====== Text segment
Condors in Containers

Dennis van Dok

Nikhef Jamboree 2024-05-13

A farewell to Torque

For over 20 years, we have been running stoomboot with a batch system called Torque.

It's been a trusty companion through these many years.

We've come to know its quirks; its limitations; and its moods.

The end of the road has been reached. It is time to say goodbye. You could say the system is on life support, but in truth, there is no support.

But without Torque, what is next?

Flocking to HTCondor

  • The HTCondor system is a product that is developed and supported by a team from the University of Wisconsin-Madison
  • It's free, open source software
  • Nikhef has a history with it going back 30 years!

Transition in progress

  • We are installing more capacity to the new cluster at this very moment
  • Expect an invitation to join the new cluster in your Inbox soon
  • If you want to try it out early, drop a note at stbc-admin@nikhef.nl.

What happens to the old cluster?

  • We will keep the Torque cluster going for a while to smooth the transition.
  • Expect everybody switches before July

What happens to CentOS 7

  • Support for CentOS 7 runs out 30 June 2024
  • We won't be able to offer any CentOS 7 capacity after that date
  • You could use a CentOS 7 container, but we cannot guarantee that container images for CentOS7 will remain available.

Submit scripts

Old:

$ cat job.sh
#!/bin/bash
#
#PBS -q long

./run.sh

$ 

New:

$ cat runjob.sub
executable   = run.sh
log          = run.log
output       = outfile.txt
error        = errors.txt
+UseOS       = "el9"
============
====== Supplied information
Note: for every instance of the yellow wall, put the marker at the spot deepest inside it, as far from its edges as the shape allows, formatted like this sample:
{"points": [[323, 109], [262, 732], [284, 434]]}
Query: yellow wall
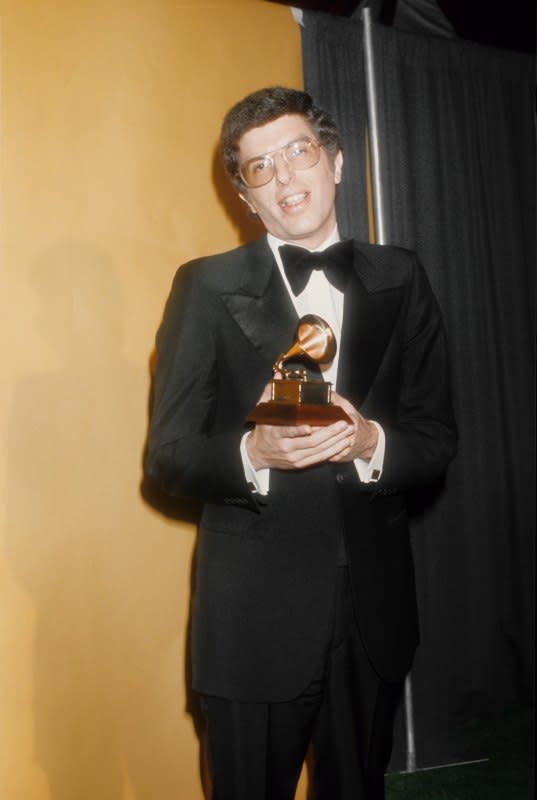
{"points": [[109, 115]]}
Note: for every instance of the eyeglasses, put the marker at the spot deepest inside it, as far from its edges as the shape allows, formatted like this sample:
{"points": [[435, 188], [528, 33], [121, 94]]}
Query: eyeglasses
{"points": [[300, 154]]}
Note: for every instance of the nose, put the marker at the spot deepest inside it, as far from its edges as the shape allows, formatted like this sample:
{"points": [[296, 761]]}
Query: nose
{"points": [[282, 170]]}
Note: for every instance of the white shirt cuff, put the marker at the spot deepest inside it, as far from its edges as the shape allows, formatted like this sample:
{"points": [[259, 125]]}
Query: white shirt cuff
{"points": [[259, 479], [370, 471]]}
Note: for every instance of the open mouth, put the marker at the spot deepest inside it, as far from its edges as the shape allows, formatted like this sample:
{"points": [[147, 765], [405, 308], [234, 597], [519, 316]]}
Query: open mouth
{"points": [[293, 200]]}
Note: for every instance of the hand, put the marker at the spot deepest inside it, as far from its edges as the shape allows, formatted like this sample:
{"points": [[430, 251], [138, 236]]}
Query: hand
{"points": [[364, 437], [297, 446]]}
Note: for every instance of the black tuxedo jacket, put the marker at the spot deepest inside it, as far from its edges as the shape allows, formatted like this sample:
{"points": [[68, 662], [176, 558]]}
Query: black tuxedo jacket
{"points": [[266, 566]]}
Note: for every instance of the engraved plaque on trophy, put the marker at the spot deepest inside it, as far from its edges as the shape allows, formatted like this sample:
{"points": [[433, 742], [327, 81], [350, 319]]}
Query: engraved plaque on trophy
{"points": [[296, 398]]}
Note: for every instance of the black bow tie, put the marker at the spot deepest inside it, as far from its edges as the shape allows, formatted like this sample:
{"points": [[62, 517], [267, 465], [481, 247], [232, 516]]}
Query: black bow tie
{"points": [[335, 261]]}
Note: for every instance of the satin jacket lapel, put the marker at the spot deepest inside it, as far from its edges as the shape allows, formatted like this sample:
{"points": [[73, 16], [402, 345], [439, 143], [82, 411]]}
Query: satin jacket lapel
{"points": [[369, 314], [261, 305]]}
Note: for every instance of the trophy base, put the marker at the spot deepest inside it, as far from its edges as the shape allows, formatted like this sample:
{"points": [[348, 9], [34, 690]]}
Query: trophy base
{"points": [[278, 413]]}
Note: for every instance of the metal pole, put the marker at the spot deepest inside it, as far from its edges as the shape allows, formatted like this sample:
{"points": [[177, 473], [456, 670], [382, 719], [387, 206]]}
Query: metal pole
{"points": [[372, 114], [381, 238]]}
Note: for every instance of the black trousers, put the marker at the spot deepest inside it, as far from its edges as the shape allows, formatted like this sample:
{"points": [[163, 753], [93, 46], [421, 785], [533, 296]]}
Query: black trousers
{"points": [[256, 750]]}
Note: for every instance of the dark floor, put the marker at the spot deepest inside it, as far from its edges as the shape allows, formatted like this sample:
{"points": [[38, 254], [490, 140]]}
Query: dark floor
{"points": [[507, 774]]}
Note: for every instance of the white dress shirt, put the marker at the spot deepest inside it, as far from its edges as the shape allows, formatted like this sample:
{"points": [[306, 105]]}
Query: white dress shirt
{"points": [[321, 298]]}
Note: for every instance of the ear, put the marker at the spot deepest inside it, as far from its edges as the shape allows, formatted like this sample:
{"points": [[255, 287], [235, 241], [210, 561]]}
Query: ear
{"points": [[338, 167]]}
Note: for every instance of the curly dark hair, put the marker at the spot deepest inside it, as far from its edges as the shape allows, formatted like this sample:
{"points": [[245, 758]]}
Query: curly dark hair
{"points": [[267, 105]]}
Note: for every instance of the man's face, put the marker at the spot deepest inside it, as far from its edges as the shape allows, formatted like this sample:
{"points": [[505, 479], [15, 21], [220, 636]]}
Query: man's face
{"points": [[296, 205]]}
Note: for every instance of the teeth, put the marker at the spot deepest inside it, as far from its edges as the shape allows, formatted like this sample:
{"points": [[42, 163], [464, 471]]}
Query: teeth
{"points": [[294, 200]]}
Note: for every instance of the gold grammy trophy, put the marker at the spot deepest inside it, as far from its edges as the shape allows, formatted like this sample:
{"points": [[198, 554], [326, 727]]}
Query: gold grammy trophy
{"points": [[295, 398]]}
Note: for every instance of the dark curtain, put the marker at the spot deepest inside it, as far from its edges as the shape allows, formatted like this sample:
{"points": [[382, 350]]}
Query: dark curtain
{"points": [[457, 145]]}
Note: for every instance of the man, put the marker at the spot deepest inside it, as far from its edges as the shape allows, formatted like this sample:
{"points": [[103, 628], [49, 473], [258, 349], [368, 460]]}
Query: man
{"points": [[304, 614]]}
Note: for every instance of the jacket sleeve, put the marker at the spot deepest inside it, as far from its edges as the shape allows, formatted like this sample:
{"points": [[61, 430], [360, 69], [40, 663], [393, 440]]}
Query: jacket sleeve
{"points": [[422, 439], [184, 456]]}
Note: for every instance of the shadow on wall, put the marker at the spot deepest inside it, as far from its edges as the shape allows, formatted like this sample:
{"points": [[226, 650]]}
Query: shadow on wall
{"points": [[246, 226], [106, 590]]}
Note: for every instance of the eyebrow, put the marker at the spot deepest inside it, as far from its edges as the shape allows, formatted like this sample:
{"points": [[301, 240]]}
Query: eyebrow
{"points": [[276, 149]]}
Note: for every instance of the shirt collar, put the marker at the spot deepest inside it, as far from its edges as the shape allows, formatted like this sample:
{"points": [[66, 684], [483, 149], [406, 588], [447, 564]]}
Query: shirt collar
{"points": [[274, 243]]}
============
_Given instruction_.
Can you print the HTCondor transition slides in full, word for word, without changing anything? The listing plays no part in what comes next.

_Exercise solution_.
Condors in Containers

Dennis van Dok

Nikhef Jamboree 2024-05-13

A farewell to Torque

For over 20 years, we have been running stoomboot with a batch system called Torque.

It's been a trusty companion through these many years.

We've come to know its quirks; its limitations; and its moods.

The end of the road has been reached. It is time to say goodbye. You could say the system is on life support, but in truth, there is no support.

But without Torque, what is next?

Flocking to HTCondor

  • The HTCondor system is a product that is developed and supported by a team from the University of Wisconsin-Madison
  • It's free, open source software
  • Nikhef has a history with it going back 30 years!

Transition in progress

  • We are installing more capacity to the new cluster at this very moment
  • Expect an invitation to join the new cluster in your Inbox soon
  • If you want to try it out early, drop a note at stbc-admin@nikhef.nl.

What happens to the old cluster?

  • We will keep the Torque cluster going for a while to smooth the transition.
  • Expect everybody switches before July

What happens to CentOS 7

  • Support for CentOS 7 runs out 30 June 2024
  • We won't be able to offer any CentOS 7 capacity after that date
  • You could use a CentOS 7 container, but we cannot guarantee that container images for CentOS7 will remain available.

Submit scripts

Old:

$ cat job.sh
#!/bin/bash
#
#PBS -q long

./run.sh

$ 

New:

$ cat runjob.sub
executable   = run.sh
log          = run.log
output       = outfile.txt
error        = errors.txt
+UseOS       = "el9"